Records:
———

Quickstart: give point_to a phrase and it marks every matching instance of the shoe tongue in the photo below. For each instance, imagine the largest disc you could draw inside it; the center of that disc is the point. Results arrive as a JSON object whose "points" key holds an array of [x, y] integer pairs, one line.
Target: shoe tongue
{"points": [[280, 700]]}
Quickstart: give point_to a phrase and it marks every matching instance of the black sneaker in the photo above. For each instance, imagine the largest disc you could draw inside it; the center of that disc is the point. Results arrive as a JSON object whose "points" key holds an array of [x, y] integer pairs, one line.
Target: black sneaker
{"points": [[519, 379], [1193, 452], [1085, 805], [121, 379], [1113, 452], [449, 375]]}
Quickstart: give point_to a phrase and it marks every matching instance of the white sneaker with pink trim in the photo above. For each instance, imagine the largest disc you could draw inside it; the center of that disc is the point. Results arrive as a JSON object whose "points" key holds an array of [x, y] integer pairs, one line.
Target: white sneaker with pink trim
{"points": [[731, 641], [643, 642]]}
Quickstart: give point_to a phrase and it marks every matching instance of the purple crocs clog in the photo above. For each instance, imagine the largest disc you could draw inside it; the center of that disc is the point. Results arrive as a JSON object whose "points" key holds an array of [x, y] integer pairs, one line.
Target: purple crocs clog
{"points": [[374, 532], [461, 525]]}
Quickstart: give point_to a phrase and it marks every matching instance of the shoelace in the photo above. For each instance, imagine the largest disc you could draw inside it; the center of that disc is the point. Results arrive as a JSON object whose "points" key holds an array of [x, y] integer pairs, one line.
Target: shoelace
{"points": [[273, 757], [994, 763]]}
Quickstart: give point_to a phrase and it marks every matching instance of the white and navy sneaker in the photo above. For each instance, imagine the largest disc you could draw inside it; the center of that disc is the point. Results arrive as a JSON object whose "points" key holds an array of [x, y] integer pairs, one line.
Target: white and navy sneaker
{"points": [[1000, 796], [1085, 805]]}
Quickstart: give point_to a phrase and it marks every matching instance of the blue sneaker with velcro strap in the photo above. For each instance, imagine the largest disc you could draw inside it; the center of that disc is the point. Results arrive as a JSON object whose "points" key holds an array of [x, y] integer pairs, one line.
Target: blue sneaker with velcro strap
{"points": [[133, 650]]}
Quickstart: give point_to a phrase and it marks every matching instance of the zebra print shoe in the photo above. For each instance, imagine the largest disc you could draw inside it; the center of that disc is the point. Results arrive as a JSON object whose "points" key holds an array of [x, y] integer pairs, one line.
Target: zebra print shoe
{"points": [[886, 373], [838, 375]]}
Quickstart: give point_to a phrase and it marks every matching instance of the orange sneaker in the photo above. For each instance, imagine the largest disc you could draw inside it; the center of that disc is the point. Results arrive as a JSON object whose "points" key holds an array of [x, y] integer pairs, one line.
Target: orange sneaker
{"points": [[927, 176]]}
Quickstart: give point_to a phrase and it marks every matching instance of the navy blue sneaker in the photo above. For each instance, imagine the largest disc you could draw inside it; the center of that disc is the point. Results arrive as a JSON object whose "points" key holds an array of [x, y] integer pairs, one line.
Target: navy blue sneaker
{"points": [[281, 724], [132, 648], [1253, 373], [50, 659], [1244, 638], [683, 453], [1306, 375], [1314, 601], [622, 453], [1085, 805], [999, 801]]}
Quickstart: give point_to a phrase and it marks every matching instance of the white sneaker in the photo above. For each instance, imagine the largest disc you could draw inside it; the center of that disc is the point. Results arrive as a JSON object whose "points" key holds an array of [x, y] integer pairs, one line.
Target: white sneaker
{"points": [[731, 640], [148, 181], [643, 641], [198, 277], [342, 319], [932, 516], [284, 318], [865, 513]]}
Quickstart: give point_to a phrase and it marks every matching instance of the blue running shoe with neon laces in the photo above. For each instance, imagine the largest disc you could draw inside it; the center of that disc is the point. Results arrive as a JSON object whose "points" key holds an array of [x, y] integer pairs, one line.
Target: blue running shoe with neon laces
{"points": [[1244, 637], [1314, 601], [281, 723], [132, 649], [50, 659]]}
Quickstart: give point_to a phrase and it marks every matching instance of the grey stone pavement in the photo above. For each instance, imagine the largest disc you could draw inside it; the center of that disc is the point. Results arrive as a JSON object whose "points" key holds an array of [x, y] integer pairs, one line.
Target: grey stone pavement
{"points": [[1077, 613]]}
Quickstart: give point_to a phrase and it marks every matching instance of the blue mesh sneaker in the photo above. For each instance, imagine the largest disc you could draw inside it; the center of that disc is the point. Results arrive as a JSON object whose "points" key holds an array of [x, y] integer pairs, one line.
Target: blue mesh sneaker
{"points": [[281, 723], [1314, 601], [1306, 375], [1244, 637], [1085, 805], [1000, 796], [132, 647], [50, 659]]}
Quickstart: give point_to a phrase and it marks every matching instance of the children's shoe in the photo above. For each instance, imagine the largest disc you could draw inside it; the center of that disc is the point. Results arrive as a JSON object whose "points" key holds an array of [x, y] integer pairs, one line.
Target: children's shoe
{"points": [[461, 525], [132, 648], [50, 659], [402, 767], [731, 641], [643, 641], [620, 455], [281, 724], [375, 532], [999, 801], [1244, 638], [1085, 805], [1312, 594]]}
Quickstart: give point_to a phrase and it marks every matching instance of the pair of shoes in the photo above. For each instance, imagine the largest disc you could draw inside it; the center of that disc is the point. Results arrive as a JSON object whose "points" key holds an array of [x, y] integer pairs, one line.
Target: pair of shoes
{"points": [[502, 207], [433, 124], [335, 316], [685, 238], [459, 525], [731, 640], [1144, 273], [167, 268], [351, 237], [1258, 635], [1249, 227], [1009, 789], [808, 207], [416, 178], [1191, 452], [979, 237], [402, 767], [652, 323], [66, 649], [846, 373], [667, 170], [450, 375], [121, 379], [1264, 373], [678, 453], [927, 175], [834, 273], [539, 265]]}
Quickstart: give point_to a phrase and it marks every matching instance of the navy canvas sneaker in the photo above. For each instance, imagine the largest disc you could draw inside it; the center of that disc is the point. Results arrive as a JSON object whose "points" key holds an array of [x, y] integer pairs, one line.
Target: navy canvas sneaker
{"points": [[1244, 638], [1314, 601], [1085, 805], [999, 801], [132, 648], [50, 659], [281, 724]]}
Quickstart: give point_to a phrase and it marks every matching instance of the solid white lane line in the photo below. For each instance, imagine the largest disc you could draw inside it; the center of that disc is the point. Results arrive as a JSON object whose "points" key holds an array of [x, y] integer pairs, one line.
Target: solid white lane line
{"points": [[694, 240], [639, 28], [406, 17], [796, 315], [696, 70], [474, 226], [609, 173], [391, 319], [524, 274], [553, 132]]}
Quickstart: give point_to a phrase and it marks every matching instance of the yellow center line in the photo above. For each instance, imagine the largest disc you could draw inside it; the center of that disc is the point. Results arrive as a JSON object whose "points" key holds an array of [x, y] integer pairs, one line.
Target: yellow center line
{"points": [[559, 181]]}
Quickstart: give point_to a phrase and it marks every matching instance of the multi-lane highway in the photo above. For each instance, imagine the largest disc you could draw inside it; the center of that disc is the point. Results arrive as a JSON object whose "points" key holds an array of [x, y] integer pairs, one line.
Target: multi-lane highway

———

Work to complete: Give back exactly the lines from the line containing "of the solid" to the end of the entries, and no other lines.

Worked answer:
Quickstart: give point_to a phrase and it marks every matching instance of the solid white lane line in the photo below. For each instance, imagine the largest disc you could draw inside it; the center of that disc is the point. Results arrive as a JSON object whose "points" key holds an array of [x, y] integer pairs, one line.
Target: solid white lane line
{"points": [[694, 240], [639, 28], [406, 17], [796, 315], [696, 70], [474, 226], [609, 173], [391, 319], [524, 274], [553, 132]]}
Quickstart: give point_to a phrase and it marks every matching instance of the yellow center line in the photo above. For each instance, imagine the largest disc you could draw inside it; the center of that disc is the point. Results arrive as a JSON object whose "points" key holds an array of [x, y] integer pairs, one line.
Target: yellow center line
{"points": [[559, 181]]}
Quickstart: give point_to a phrase and it marks every matching instance of the multi-lane highway in the photo above. For each instance, imagine the largest disc you could draw inside it; the center of that disc is the point. Results arrive as a JSON object whose "points" key holds an array of [x, y] integer pairs, one line.
Target: multi-lane highway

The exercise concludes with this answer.